* **Point-based annotation data**:
(begin)
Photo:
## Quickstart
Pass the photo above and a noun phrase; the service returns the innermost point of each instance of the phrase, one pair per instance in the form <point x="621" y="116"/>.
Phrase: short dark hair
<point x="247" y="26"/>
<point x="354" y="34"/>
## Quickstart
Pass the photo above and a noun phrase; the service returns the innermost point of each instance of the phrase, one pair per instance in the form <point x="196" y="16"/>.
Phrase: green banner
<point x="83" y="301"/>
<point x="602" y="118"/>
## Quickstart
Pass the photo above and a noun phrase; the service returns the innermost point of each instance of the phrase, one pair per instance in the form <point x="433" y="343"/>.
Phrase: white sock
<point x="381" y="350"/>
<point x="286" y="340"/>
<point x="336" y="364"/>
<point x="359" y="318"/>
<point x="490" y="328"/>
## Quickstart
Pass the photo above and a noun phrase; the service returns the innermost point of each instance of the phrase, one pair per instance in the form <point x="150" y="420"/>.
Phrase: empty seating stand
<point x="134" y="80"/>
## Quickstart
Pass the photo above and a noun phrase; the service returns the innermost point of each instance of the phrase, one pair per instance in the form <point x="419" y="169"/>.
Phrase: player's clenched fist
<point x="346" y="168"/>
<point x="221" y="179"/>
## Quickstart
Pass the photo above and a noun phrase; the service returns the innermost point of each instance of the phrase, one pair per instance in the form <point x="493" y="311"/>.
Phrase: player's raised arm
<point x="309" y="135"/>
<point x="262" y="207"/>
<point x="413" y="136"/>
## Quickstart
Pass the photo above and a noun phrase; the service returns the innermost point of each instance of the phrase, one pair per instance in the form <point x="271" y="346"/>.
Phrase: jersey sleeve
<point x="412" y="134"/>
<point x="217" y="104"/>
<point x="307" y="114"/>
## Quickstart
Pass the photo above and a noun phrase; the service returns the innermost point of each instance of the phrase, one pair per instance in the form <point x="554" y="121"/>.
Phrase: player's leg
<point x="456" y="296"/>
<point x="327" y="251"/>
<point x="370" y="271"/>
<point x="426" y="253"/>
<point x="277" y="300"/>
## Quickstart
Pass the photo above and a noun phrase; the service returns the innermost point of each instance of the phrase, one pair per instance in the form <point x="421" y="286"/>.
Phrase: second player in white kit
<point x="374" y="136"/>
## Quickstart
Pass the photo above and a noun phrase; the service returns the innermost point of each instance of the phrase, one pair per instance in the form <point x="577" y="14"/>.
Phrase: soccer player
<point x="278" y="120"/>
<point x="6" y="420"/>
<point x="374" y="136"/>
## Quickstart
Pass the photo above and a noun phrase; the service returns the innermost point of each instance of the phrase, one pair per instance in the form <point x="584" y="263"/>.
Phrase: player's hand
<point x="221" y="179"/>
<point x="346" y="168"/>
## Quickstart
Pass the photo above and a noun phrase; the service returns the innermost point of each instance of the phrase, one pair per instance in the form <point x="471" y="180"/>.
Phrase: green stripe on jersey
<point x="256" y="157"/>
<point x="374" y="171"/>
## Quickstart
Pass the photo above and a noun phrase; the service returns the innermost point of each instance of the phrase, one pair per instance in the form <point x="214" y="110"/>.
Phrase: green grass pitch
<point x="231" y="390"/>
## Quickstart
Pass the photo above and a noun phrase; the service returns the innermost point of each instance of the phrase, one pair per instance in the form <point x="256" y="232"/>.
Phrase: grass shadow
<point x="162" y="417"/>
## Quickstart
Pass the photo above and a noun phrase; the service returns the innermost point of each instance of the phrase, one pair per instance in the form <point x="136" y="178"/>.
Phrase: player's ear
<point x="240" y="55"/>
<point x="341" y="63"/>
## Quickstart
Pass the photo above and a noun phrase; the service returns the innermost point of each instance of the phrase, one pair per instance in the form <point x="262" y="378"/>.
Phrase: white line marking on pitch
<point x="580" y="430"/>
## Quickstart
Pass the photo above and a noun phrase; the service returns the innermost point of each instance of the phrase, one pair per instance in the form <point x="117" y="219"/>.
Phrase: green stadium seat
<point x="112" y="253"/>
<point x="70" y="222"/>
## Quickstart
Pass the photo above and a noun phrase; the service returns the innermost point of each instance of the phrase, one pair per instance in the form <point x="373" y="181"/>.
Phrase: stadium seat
(end)
* **What this task involves**: Locate each line in the items above that contains the string "jersey", and copy every such line in full.

* **The output**:
Phrase: jersey sleeve
Phrase: green stripe on jersey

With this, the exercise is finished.